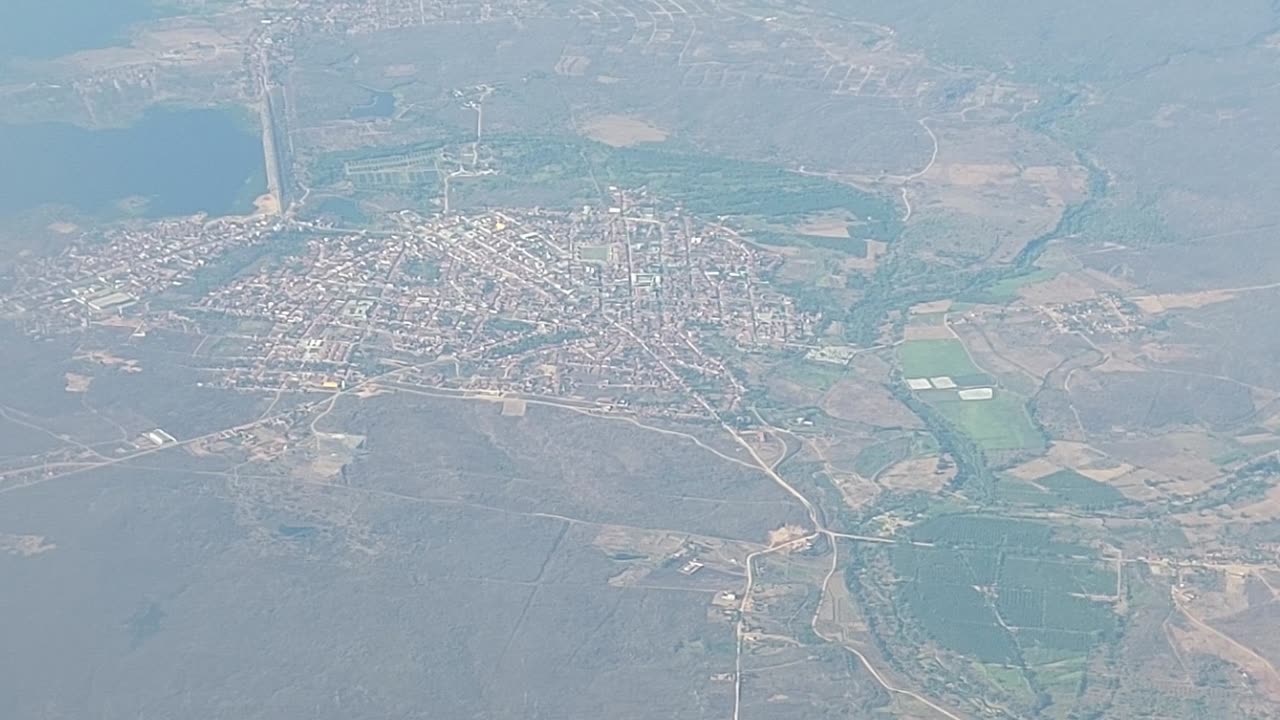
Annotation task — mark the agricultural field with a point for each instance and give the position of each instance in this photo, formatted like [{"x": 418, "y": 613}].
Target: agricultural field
[
  {"x": 1000, "y": 423},
  {"x": 1023, "y": 601},
  {"x": 935, "y": 358}
]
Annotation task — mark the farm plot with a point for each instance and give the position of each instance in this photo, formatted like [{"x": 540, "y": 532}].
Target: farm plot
[
  {"x": 940, "y": 370},
  {"x": 936, "y": 358},
  {"x": 1063, "y": 488},
  {"x": 1006, "y": 591}
]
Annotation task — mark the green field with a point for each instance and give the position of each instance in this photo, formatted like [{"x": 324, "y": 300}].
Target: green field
[
  {"x": 1000, "y": 423},
  {"x": 594, "y": 253},
  {"x": 1005, "y": 290},
  {"x": 933, "y": 358},
  {"x": 1009, "y": 593}
]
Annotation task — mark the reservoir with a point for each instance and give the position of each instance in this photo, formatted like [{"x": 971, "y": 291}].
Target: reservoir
[
  {"x": 48, "y": 28},
  {"x": 173, "y": 162}
]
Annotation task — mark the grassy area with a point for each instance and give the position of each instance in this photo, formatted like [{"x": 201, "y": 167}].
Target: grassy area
[
  {"x": 933, "y": 358},
  {"x": 818, "y": 376},
  {"x": 1005, "y": 290},
  {"x": 1011, "y": 595},
  {"x": 571, "y": 172},
  {"x": 1000, "y": 423}
]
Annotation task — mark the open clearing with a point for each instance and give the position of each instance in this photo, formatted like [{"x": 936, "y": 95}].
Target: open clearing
[
  {"x": 933, "y": 358},
  {"x": 1000, "y": 423},
  {"x": 622, "y": 131}
]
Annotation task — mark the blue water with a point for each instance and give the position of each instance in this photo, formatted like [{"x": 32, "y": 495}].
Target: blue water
[
  {"x": 174, "y": 162},
  {"x": 46, "y": 28}
]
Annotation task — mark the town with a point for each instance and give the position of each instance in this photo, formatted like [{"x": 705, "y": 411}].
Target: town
[{"x": 624, "y": 305}]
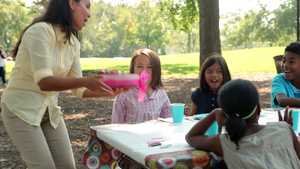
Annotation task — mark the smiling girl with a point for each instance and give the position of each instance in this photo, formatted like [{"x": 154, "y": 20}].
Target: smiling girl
[
  {"x": 214, "y": 73},
  {"x": 286, "y": 86}
]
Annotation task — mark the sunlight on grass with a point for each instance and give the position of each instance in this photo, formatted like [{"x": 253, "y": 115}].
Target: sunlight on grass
[{"x": 240, "y": 62}]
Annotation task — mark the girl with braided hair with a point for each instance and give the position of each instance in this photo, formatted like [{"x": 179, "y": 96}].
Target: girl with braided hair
[{"x": 246, "y": 143}]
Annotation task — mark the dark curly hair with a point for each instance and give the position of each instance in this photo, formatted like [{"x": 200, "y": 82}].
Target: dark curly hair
[
  {"x": 293, "y": 47},
  {"x": 57, "y": 12}
]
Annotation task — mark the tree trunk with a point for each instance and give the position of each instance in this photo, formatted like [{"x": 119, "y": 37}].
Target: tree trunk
[{"x": 209, "y": 29}]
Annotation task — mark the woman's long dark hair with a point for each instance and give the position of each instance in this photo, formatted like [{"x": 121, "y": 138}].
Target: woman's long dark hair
[
  {"x": 237, "y": 98},
  {"x": 57, "y": 12}
]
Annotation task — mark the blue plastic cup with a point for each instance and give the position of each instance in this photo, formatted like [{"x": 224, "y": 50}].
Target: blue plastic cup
[
  {"x": 295, "y": 115},
  {"x": 213, "y": 129},
  {"x": 177, "y": 112}
]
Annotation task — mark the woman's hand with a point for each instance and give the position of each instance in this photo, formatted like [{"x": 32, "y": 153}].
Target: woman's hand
[
  {"x": 287, "y": 116},
  {"x": 94, "y": 84}
]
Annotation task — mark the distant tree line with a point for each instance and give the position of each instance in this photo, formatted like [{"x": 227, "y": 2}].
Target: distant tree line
[{"x": 168, "y": 26}]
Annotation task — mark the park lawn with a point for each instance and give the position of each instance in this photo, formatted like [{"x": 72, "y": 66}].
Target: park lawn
[{"x": 240, "y": 62}]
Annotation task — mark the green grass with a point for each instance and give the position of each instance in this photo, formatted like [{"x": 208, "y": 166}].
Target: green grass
[{"x": 240, "y": 62}]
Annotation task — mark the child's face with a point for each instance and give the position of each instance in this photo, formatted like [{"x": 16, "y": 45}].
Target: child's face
[
  {"x": 291, "y": 66},
  {"x": 142, "y": 62},
  {"x": 214, "y": 76}
]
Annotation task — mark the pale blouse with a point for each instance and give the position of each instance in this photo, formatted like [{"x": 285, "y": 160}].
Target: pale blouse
[
  {"x": 127, "y": 108},
  {"x": 43, "y": 52},
  {"x": 270, "y": 148}
]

> **EXERCISE TASK**
Copy all of the items above word for word, leaving out the pictures.

> **OUTPUT FOR THIS EXERCISE**
Annotation task — mark the agricultural field with a point for each instance and give the position of each instance in this photo, formatted like [{"x": 418, "y": 613}].
Target: agricultural field
[
  {"x": 1000, "y": 423},
  {"x": 1023, "y": 601},
  {"x": 935, "y": 358}
]
Annotation task — mark the farm plot with a point for each instance and give the position of each instance in this photo, formatted like [{"x": 540, "y": 532}].
Target: farm plot
[
  {"x": 940, "y": 370},
  {"x": 936, "y": 358},
  {"x": 1063, "y": 488},
  {"x": 1006, "y": 591}
]
Annotation task — mark the green field with a point for each instance and give the position of each instance in this photo, formatted like [{"x": 324, "y": 300}].
Target: green field
[
  {"x": 1000, "y": 423},
  {"x": 594, "y": 253},
  {"x": 1005, "y": 290},
  {"x": 933, "y": 358},
  {"x": 1009, "y": 593}
]
Annotation task — mark the reservoir with a point for each instance and give the position of each instance in this photo, formatted like [{"x": 971, "y": 291}].
Target: reservoir
[
  {"x": 48, "y": 28},
  {"x": 173, "y": 162}
]
Annotation task — mark the grassy area with a point for each instance and give the position of each instance in this photo, formatted like [{"x": 201, "y": 167}].
Target: grassy area
[
  {"x": 933, "y": 358},
  {"x": 818, "y": 376},
  {"x": 1005, "y": 290},
  {"x": 1011, "y": 595},
  {"x": 571, "y": 172},
  {"x": 1000, "y": 423}
]
Annotation task — mark the open clearing with a point for each instance and give the position of each instance in this photo, formatted like [{"x": 936, "y": 95}].
Target: open clearing
[
  {"x": 933, "y": 358},
  {"x": 1000, "y": 423},
  {"x": 622, "y": 131}
]
Annotation task — mark the blue water with a point for each instance and give the position of each instance in this photo, formatted like [{"x": 32, "y": 495}].
Target: blue water
[
  {"x": 174, "y": 162},
  {"x": 46, "y": 28}
]
Annotation task — mark the town with a point for each instance and give the position of each instance in this photo, formatted like [{"x": 705, "y": 411}].
Target: town
[{"x": 624, "y": 305}]
Annotation task — mark the smiling girl with a point for each instance and give the position of each instance in this photo, formatted like [{"x": 154, "y": 20}].
Target: smiling girl
[
  {"x": 214, "y": 73},
  {"x": 286, "y": 86}
]
Annotation task — mark the sunlight on grass with a point for each instance and give the position of each instance in this photo, formatted like [{"x": 253, "y": 115}].
Target: sunlight on grass
[{"x": 240, "y": 62}]
Annotation task — mark the girl with braided hair with a point for each instance and give the position of each instance in this photo, formatted like [{"x": 179, "y": 96}].
Target: girl with braided hair
[{"x": 246, "y": 143}]
Annotation task — mark the dark curly hair with a point for each instance and give the position of each instance in this photo, formatted like [{"x": 200, "y": 82}].
Target: dark curly hair
[
  {"x": 293, "y": 47},
  {"x": 57, "y": 12}
]
Annotation task — mark the tree trunk with a point for each instance and give the position of each instance in this photo, formatted like [{"x": 119, "y": 37}].
Target: tree trunk
[{"x": 209, "y": 29}]
Annotation task — mark the woman's long dark hair with a point for each instance and give the position of each instance in this photo, formatted like [{"x": 121, "y": 138}].
Target: woman's long dark hair
[
  {"x": 237, "y": 98},
  {"x": 57, "y": 12}
]
Annotation task — mark the blue plastic cup with a point for each instance and give the position of each instance in this photo, formatted like [{"x": 224, "y": 50}].
Target: blue plastic cup
[
  {"x": 295, "y": 115},
  {"x": 213, "y": 129},
  {"x": 177, "y": 112}
]
Annotation task — mark the woman's hand with a point for each instance and give the position of each instance in this photo, formatted like [{"x": 32, "y": 153}].
Target: woman's hand
[
  {"x": 287, "y": 116},
  {"x": 94, "y": 84}
]
Annotation task — mark the distant tree line with a point for each instance and give the position of each instance in this photo, formatted like [{"x": 227, "y": 2}].
Target: distant tree line
[{"x": 168, "y": 26}]
Annotation task — mark the park lawn with a point for each instance and give the position of each instance in this photo, formatted like [{"x": 72, "y": 66}].
Target: park lawn
[{"x": 240, "y": 62}]
Annotation task — mark the green grass with a point for each instance and give the position of each instance in this photo, formatted like [{"x": 208, "y": 166}].
Target: green grass
[{"x": 240, "y": 62}]
Annotation task — mark the child's face with a point for each instance and give the position of each instance in this photo, formatted like [{"x": 16, "y": 45}].
Target: child's face
[
  {"x": 291, "y": 66},
  {"x": 142, "y": 62},
  {"x": 214, "y": 76}
]
Annotation task — mark the pale blouse with a point for each instance and give the position of each instance in this photo, formatted like [{"x": 285, "y": 160}].
Target: pale blouse
[
  {"x": 127, "y": 108},
  {"x": 43, "y": 52},
  {"x": 270, "y": 148}
]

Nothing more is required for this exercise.